- **GOALS**
**A.** List every option the search-results passage gives for the emotional score of the subject.
**B.** Answer these questions from the search-results passage:
(i) Into what language may the final search results be translated?
(ii) What score may be compiled when assessing the preliminary search results?
(iii) What does allocating a score to each element in the set of predefined assessment criteria include?
**C.** Reproduce the search-results passage word for word, everything from "Assessing the preliminary" down to "of the subject.".
::: SELECTED PASSAGE
The method may include translating the final search results from a foreign language into the English language. This step may include detecting the foreign language and then applying a translation application to translate the text from the foreign language into English.
Assessing the preliminary search results to confirm that the preliminary search results exceeds a predefined minimum match threshold may include comparing the text found with the set of search terms searched for and compiling a correlation score between the search terms and the search results. The set of predefined assessment criteria may include the ideology of the subject, the tone used by the subject, the emotional expression of the subject, the language used by the subject, the associations of the subject, the interests of the subject.
Compiling the final search results in a structured database may include arranging the text of the search results into fields in a database. For example, the structured database may contain the following fields: an unique system identifier, source where the information was found, subject identifier, information extracted from the source, ideology allocated to the subject, an emotional score of the subject, a language usage score, entities or individuals with which the subject is associated, a tone that the subject uses, interests of the subject, and the like.
Assessing the text of the final search results in the structured database in relation to a set of predefined assessment criteria may include categorizing the language used in the text into a number of predefined alternatives for at least some of the fields in the database. For example the source where the information was found may include: news feeds, blogs, forums, websites, radio, social media sites, and the like. The subject identifier may include: a name, social media account, identity number, physical address, mobile number, employer details, and the like. The ideology allocated to the subject following analysis of the text may include: right wing, conservative, left wing, mixed ideology, Christian, communist Nazi, anti-EU, American Baptist, Anti-corruption, and the like. The emotional score of the subject may include: happy, sad, nervous, worried, cross and the like. The language usage score may include: foul, offensive, profanity, bad words, swear words, political, sexual, racial and the like. The tone that the subject uses may include: appreciative, ardent, arrogant, bitter, compliant, critical, confused, condescending and the like. The interests of the subject may include: aircraft spotting, airbrushing, airsoft, acting, aeromodelling, amateur astronomy, amateur radio, animals/pets/dogs, archery, soccer, judo, base jumping, basketball beach/sun tanning, beachcombing and the like. Allocating a score to each element in the set of predefined assessment criteria according to a predefined scoring scheme may include allocating a numerical value to the results of each element in the set of predefined assessment criteria.
::::::
::: DATA
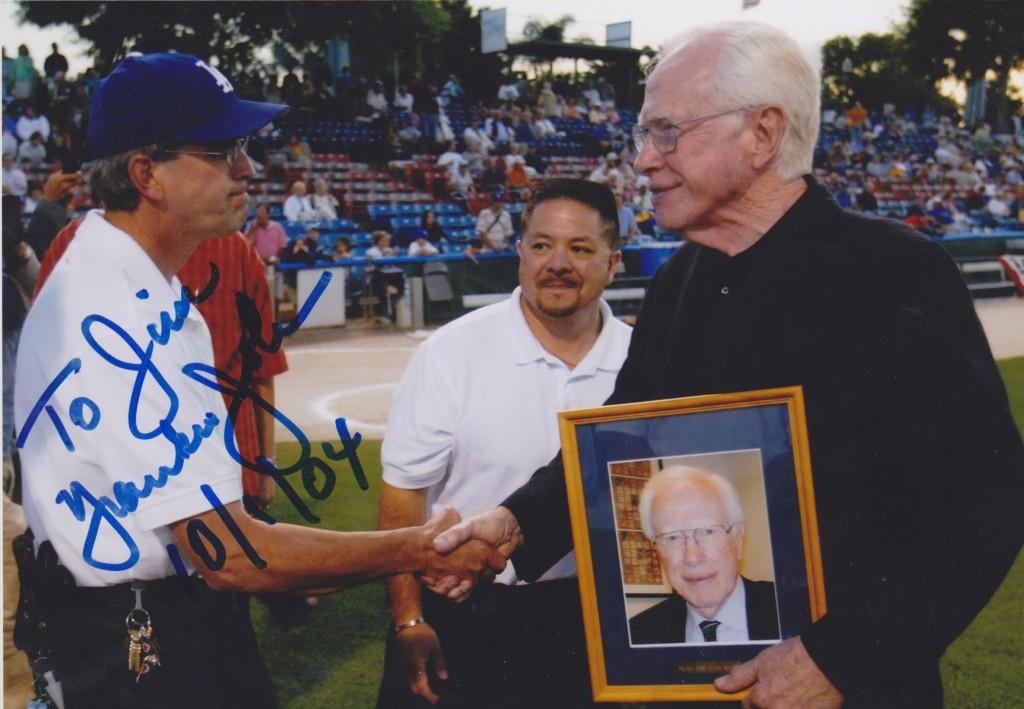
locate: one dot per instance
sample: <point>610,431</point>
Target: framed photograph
<point>695,537</point>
::::::
- **WRITTEN ANSWERS**
**A.** happy, sad, nervous, worried, cross

**B.**
(i) English
(ii) A correlation score between the search terms and the search results
(iii) Allocating a numerical value to the results of each element in the set of predefined assessment criteria

**C.**
Assessing the preliminary search results to confirm that the preliminary search results exceeds a predefined minimum match threshold may include comparing the text found with the set of search terms searched for and compiling a correlation score between the search terms and the search results. The set of predefined assessment criteria may include the ideology of the subject, the tone used by the subject, the emotional expression of the subject, the language used by the subject, the associations of the subject, the interests of the subject.